- [What this task involves] Your job is to retype all of the data word for word, leaving every image out.

- [Dataset]

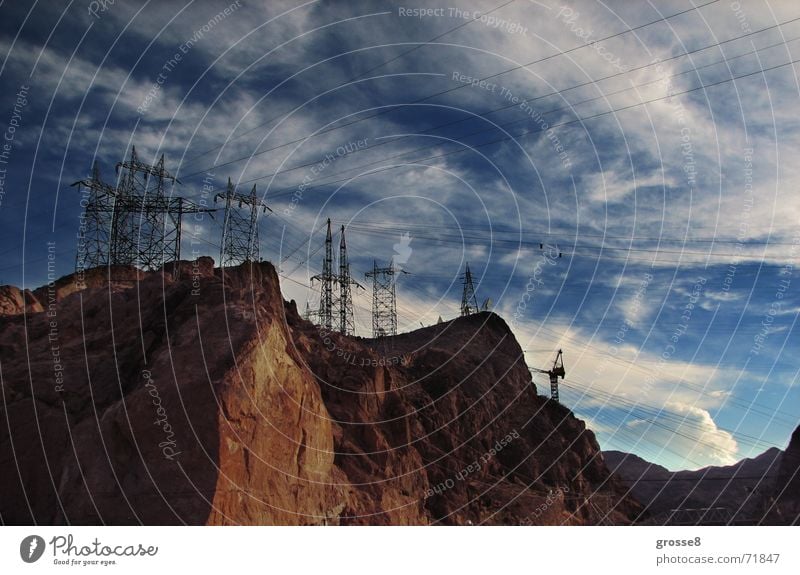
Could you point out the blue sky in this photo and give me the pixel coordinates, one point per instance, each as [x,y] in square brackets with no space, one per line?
[673,205]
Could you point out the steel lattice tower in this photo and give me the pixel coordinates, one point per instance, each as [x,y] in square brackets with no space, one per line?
[325,312]
[469,303]
[147,221]
[134,223]
[96,222]
[384,300]
[240,230]
[346,322]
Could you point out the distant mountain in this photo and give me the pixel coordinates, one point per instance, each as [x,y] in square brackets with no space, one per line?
[783,504]
[740,489]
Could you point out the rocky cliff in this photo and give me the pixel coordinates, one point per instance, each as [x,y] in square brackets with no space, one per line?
[193,396]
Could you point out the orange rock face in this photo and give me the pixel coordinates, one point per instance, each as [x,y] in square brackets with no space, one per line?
[193,396]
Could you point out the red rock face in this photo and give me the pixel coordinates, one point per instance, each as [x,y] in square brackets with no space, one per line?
[197,397]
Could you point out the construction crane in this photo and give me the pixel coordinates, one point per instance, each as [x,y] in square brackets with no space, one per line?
[554,373]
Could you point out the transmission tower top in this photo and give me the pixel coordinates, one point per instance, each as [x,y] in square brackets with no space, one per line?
[240,241]
[469,302]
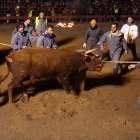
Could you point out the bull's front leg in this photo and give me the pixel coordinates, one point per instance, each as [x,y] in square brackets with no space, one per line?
[11,87]
[68,85]
[61,81]
[24,97]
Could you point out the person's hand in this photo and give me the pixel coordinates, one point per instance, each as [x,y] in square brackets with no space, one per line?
[84,45]
[126,52]
[8,59]
[102,48]
[130,39]
[23,47]
[131,66]
[38,36]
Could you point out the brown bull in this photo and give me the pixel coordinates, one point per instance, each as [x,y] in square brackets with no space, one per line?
[48,63]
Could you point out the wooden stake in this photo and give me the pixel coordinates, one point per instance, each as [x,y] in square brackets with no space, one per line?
[5,44]
[122,62]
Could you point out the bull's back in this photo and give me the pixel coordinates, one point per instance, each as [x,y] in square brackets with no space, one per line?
[48,62]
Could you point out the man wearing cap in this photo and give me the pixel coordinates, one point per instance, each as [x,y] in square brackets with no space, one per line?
[115,39]
[132,66]
[28,28]
[92,37]
[130,31]
[47,39]
[21,39]
[40,24]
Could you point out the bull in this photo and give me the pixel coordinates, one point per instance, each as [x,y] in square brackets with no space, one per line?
[48,64]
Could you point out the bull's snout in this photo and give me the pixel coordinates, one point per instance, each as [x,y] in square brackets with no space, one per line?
[99,67]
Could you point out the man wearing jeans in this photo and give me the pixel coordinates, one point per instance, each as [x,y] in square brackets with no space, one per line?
[130,31]
[114,38]
[92,37]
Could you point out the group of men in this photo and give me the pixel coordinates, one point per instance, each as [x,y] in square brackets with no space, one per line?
[24,34]
[118,41]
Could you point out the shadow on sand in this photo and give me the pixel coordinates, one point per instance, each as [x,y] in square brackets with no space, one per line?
[66,40]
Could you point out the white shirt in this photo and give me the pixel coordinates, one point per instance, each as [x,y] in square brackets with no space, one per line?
[130,32]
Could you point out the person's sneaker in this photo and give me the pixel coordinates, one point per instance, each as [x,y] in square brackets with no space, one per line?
[120,69]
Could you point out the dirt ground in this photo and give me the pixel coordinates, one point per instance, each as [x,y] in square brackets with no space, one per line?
[106,110]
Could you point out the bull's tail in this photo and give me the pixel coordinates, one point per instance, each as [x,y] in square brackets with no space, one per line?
[4,77]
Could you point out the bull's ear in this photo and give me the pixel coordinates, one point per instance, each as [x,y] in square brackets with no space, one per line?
[80,51]
[88,59]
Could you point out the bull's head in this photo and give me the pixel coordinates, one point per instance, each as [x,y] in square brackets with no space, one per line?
[92,61]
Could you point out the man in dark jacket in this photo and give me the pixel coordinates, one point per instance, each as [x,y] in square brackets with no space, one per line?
[92,37]
[132,66]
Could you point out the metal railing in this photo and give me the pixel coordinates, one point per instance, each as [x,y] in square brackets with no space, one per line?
[65,11]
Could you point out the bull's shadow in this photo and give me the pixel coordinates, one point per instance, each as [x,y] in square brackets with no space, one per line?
[96,81]
[3,53]
[38,86]
[66,40]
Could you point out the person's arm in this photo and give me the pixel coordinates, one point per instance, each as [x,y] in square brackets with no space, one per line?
[86,36]
[55,45]
[40,42]
[124,44]
[132,66]
[122,29]
[101,33]
[137,66]
[14,43]
[102,41]
[14,32]
[32,31]
[135,33]
[32,38]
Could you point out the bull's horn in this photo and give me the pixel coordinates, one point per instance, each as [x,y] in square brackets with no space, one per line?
[89,51]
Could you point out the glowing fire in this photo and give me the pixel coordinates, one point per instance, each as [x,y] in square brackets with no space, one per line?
[66,25]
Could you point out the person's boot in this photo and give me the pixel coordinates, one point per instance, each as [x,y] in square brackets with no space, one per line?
[115,72]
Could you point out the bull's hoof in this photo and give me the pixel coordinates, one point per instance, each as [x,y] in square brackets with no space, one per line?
[24,98]
[75,94]
[10,102]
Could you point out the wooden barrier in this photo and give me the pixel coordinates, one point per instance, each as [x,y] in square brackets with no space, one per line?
[122,17]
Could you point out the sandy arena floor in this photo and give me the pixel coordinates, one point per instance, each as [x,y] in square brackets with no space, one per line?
[105,111]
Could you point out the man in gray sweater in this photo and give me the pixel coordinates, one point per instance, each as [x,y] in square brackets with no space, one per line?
[47,39]
[22,39]
[40,24]
[92,37]
[28,28]
[115,40]
[132,66]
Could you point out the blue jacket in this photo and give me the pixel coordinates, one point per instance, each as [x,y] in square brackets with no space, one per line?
[19,40]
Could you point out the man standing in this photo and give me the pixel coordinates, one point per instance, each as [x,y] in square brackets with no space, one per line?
[132,66]
[40,24]
[130,31]
[92,37]
[116,12]
[115,39]
[22,39]
[28,28]
[47,39]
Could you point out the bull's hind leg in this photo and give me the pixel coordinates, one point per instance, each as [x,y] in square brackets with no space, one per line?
[24,96]
[68,85]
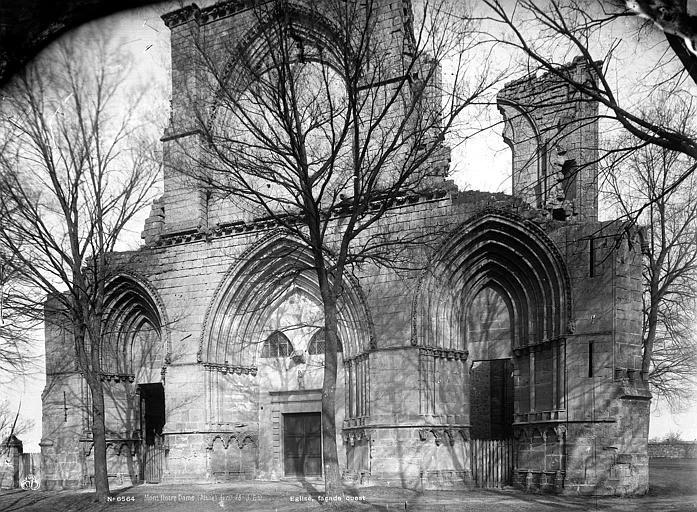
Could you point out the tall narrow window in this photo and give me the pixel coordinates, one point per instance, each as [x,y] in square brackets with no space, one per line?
[277,345]
[591,257]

- [Expected answer]
Could you point out the blue sky in this photo and give me the pixel coordinates, one point per instance, each as [x,y] in square brackets with no space, one per line?
[673,205]
Could you point out the steel lattice tower in this photo and give me the pixel coordinates, one point per instance, each as [x,y] in square brackets with no space, one per line?
[325,312]
[469,303]
[147,221]
[134,223]
[96,222]
[384,300]
[240,230]
[346,322]
Could you point out the distant mountain in this photo and give me the pixel coordinates, one point per instance, each as [x,y] in square brackets with no space, one per line?
[783,504]
[740,489]
Could you point out the rocky cliff in this photo and give me the pixel coordinates, one point per instance, each as [x,y] in square brackets with no space, one per line?
[193,396]
Could you point out the orange rock face in this photo and give me the pixel coordinates, one point per instance, each as [x,y] in square brackets with no space, one per line?
[193,396]
Could you point out the red rock face in this photo and give me the pixel coordinates, one point per instance, each as [x,y] in square brackets with no space, one per line?
[197,397]
Could you point out the construction crane in this photo and give me the pixel coordinates, one point per instance, each as [x,y] in square brackets with no space, one per line?
[554,373]
Could you point out the transmission tower top in this photo and give me the pixel coordinates, one point per instance, each as [x,y] in square brackets with no space, one per line?
[240,241]
[469,302]
Could you point out the bull's front leg in this photo and give me the pixel coordinates, one point per instance, each as [x,y] in square brackets with no space, one per line?
[11,87]
[68,85]
[61,81]
[24,97]
Could you point out the person's hand in this photo and give me the pixel coordinates, one point per instance, each as [x,y] in square brackets with no space, one per line?
[84,45]
[126,52]
[8,59]
[102,48]
[130,39]
[23,47]
[131,66]
[38,36]
Could you point out the brown bull in this photo and give me the pixel coordinates, one point per instance, each as [x,y] in square brackets with no space, one per line?
[48,63]
Could you point out the wooden stake in this photo and give me the pixel coordinates, one point per instance, each as [x,y] in square brackets with no space, one per line?
[5,44]
[122,62]
Could you point out the bull's back in this photo and give me the pixel coordinates, one point per instance, each as [x,y] in square brackets with no space, one per line?
[48,62]
Could you point out the man wearing cap in this photo and give me the pixel coordinates, one point per instance, each as [x,y] in square brackets with no space, one per line?
[115,39]
[132,66]
[28,28]
[92,37]
[130,31]
[47,39]
[21,39]
[40,24]
Could you point out the bull in this photo and give me the pixel coordinates, one point per instance, each as [x,y] in square brackets with no space, one per line?
[48,64]
Could you point out the bull's snout in this photo and give me the pixel coordinates, one point per instance, each as [x,y] in square brackets with no space, one per line?
[99,67]
Could you point out the man wearing jeans in this photo and give me the pixel coordinates, one point per instance, each as [x,y] in square brackets with no space, one per line?
[130,31]
[114,38]
[92,37]
Could you point out the group of men in this photo and give me the pixel coordinates, one point per instance, each as [x,y] in square brackets with no space, one per line?
[24,34]
[118,41]
Could you point out the shadow on sand in this photo and give me the pixel coordinates, one point per instance, each as [x,y] in square brackets with no space, one per line?
[66,40]
Could you point out the white shirt in this photo and give me the pixel coordinates, one point per instance, each as [x,y] in square brackets with no space, one per line?
[130,32]
Could you point out the person's sneaker in this photo and give me the pixel coordinates, one point per instance, each as [x,y] in square brackets with no space, one per line?
[120,69]
Could you point out the dirt ground in this photo and give me the pixel coordinates, one point per instance, each as [x,y] in square brackets with no space, one per line?
[106,110]
Could you point out the bull's tail in this photo and give me the pixel coordinates, one point per instance, each as [x,y] in square brackets with no space, one per line?
[4,77]
Could you point out the bull's ear in this photo and give me the pixel coordinates, one point per instance, each as [x,y] in square brackets with no space, one per line?
[80,51]
[88,59]
Could you point out the bull's head in this photo and give me the pixel coordinates, one point per instance, each as [x,y] in square brackets with no space, one per line?
[92,61]
Could you point out the man in dark jacket in this photo and give me the pixel coordinates, one point per instance, each as [x,y] in square brackets with no space, one per line?
[92,37]
[132,66]
Could you point out the metal railing in this photo and give me the pixel coordinates, one point per instance, each as [x,y] in square brackets with no space, one per line?
[65,11]
Could you point out the bull's shadow in this photo and give me the pixel coordinates, one point per instance, each as [x,y] in square brackets with no space, one per line?
[96,81]
[3,53]
[38,86]
[66,40]
Could you point out the person's arm in this photo and give me the pixel coordinates, one point per instance, each as [x,y] in square brackets with no space, one per line?
[86,36]
[55,45]
[40,42]
[124,44]
[132,66]
[122,29]
[101,33]
[137,66]
[14,43]
[102,41]
[14,32]
[32,31]
[135,33]
[32,38]
Could you point out the bull's horn in this photo and give me the pixel coordinates, one point per instance, each as [x,y] in square brackets with no space, one per line?
[89,51]
Could you point out the glowing fire in this photo and give me the pixel coordinates, one point per instance, each as [x,y] in square brackets with no space, one per line?
[66,25]
Could you point out the person's boot in this photo and give me the pixel coordinates, one point per instance, each as [x,y] in square brackets with no space, one per line?
[115,72]
Could you point out the bull's hoof in this photo and give me the pixel coordinates, one point per instance, each as [x,y] in square brackets with no space, one per line?
[24,98]
[75,94]
[10,102]
Could you point out the wooden barrier in this photo and give me the pixel coordinates, one point per instance, each as [x,y] in square brackets with no space, one per line?
[122,17]
Could you point out the sandy arena floor in this photo and give me the pixel coordinates, one point per instance, each as [x,y] in square brackets with no space, one per line?
[105,111]
Could you point out the man in gray sweater in this photo and give me the pixel coordinates, one point per instance, each as [x,y] in square brackets with no space, one per line?
[47,39]
[22,39]
[40,24]
[92,37]
[28,28]
[115,40]
[132,66]
Could you point out the blue jacket in this photo and give me the pixel coordinates, one point per instance, each as [x,y] in square brackets with no space, one per line?
[19,40]
Could you point out the man standing in this photo and give me the pixel coordinates, one point per instance, each as [x,y] in square brackets with no space, one per line?
[132,66]
[40,24]
[130,31]
[92,37]
[116,12]
[115,39]
[22,39]
[28,28]
[47,39]
Could you point out the bull's hind leg in this photo and give me the pixel coordinates, one point per instance, each as [x,y] in square brackets with no space, one per line?
[24,96]
[68,85]
Could you point out the tall narrow window in this photo and give me the pixel coordinates, one point per instance, each as [x,y] in square brackets with no space, one per line?
[277,345]
[591,257]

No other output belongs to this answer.